Problems to solve:
1 – According to the album discussion, why does David say Ultraviolence is never a true downer despite its funereal sound?
2 – Reproduce the stretch of the album discussion from "Which isn't a" through "a million bucks." word for word.
-------- Text section --------
DAVID: I like how funereal Ultraviolence sounds, how so much of it is down instead of up. The lyrics talk about lost or rotten love - "Share my body and my mind with you, that's all over now" - and the music is the perfect accompaniment. She sings with a wink and a twist, giving Ultraviolence enough juice to never actually be a true downer. It's just gloomy in a way that works for sunny days (sometimes you need an umbrella) and rainy days (sometimes you wanna get wet). It's much less upbeat than Born to Die, which had its own gloomy segments.
      I feel like you could cut a rug to a few songs on Born to Die. It feels very poppy and fresh, despite the razor blades that are hiding behind its smile. Ultraviolence feels a lot more like something you'd want to sit and vibe to, rather than getting down. "West Coast" comes closest, I think, but even it feels very heavy and slow, something you'd slow dance and sway to rather than bop. I did a lot of running to Born to Die last year, but I can't see moving to Ultraviolence.
       Which isn't a complaint, exactly, but another thing I found remarkable about the album. I wonder how it sounded before Dan Auerbach stepped in and they reworked her previous material, whether or not she was always chasing this kind of sound for Ultraviolence. It puts me in mind of Norah Jones, honestly, as she's another person who can make absolutely catchy and incredible gloomy songs that make you feel like a million bucks.


LIZ: I actually have done some Ultraviolence jogging; it's weird but it works. People seem to make a big deal about Lana Del Rey idealizing powerlessness, but she has her moments of owning power too, and I get a total rush when that happens. Like at the beginning of "Cruel World," the way her voice drags on the word "happy": oh my god. Same for her singing "Life is awesome, I confess" in that crazy accent at the start of "Fucked My Way Up to the Top," and basically everything about "Money, Power, Glory" (especially all the "Hallelujah"s). Her bravado adrenalizes me. 

iii. "CONFUSED, FLORAL, ODD."
-------- Given records --------
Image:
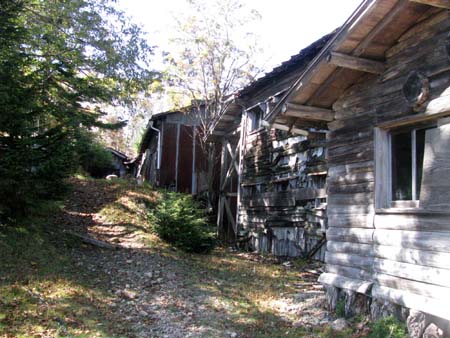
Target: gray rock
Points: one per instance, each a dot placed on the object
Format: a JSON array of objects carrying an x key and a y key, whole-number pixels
[
  {"x": 129, "y": 294},
  {"x": 339, "y": 324},
  {"x": 332, "y": 293},
  {"x": 433, "y": 331},
  {"x": 416, "y": 323}
]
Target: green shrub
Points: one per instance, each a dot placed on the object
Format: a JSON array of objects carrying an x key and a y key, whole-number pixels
[
  {"x": 180, "y": 220},
  {"x": 388, "y": 327},
  {"x": 340, "y": 308}
]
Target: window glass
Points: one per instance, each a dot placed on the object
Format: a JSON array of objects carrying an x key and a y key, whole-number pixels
[
  {"x": 401, "y": 166},
  {"x": 420, "y": 148}
]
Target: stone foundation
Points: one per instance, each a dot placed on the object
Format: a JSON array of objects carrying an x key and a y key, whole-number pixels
[{"x": 419, "y": 324}]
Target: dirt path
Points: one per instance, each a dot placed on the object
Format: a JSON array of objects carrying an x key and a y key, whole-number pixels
[{"x": 155, "y": 291}]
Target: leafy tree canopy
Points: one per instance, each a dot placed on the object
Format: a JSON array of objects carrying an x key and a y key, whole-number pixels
[{"x": 213, "y": 53}]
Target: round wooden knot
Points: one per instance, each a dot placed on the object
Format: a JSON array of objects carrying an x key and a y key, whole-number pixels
[{"x": 416, "y": 88}]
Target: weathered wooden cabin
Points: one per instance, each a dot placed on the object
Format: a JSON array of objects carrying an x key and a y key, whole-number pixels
[
  {"x": 273, "y": 194},
  {"x": 170, "y": 154},
  {"x": 384, "y": 77},
  {"x": 379, "y": 89}
]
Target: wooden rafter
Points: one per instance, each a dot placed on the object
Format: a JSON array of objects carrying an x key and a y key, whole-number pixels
[
  {"x": 379, "y": 27},
  {"x": 434, "y": 3},
  {"x": 356, "y": 63},
  {"x": 308, "y": 112}
]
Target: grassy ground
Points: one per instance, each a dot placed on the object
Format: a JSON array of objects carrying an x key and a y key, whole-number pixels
[{"x": 46, "y": 292}]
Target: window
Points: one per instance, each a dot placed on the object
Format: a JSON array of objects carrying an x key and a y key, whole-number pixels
[
  {"x": 407, "y": 151},
  {"x": 255, "y": 116},
  {"x": 400, "y": 157}
]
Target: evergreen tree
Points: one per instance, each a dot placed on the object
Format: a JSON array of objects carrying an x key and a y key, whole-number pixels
[{"x": 60, "y": 60}]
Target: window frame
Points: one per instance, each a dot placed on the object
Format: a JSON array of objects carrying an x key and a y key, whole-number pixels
[{"x": 383, "y": 163}]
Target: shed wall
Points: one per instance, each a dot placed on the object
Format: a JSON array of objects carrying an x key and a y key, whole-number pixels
[{"x": 402, "y": 252}]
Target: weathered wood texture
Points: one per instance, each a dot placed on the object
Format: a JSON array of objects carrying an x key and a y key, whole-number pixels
[
  {"x": 283, "y": 205},
  {"x": 405, "y": 254}
]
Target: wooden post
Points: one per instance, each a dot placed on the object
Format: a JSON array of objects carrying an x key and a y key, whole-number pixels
[
  {"x": 223, "y": 162},
  {"x": 242, "y": 141},
  {"x": 194, "y": 174},
  {"x": 177, "y": 156}
]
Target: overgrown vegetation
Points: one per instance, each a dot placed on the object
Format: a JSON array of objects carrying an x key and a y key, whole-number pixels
[
  {"x": 60, "y": 63},
  {"x": 42, "y": 290},
  {"x": 92, "y": 156},
  {"x": 180, "y": 220},
  {"x": 388, "y": 327}
]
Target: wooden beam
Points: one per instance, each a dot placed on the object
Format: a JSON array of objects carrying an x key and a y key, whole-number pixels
[
  {"x": 356, "y": 63},
  {"x": 364, "y": 44},
  {"x": 280, "y": 126},
  {"x": 228, "y": 118},
  {"x": 299, "y": 131},
  {"x": 218, "y": 133},
  {"x": 308, "y": 112},
  {"x": 435, "y": 3}
]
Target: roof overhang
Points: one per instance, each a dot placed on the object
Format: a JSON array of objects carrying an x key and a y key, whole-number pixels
[
  {"x": 228, "y": 121},
  {"x": 357, "y": 51}
]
--------
Set of answers:
1 – David says she sings with a wink and a twist, which gives Ultraviolence enough juice never to be a true downer. The result is gloomy in a way that works for both sunny and rainy days.

2 –
Which isn't a complaint, exactly, but another thing I found remarkable about the album. I wonder how it sounded before Dan Auerbach stepped in and they reworked her previous material, whether or not she was always chasing this kind of sound for Ultraviolence. It puts me in mind of Norah Jones, honestly, as she's another person who can make absolutely catchy and incredible gloomy songs that make you feel like a million bucks.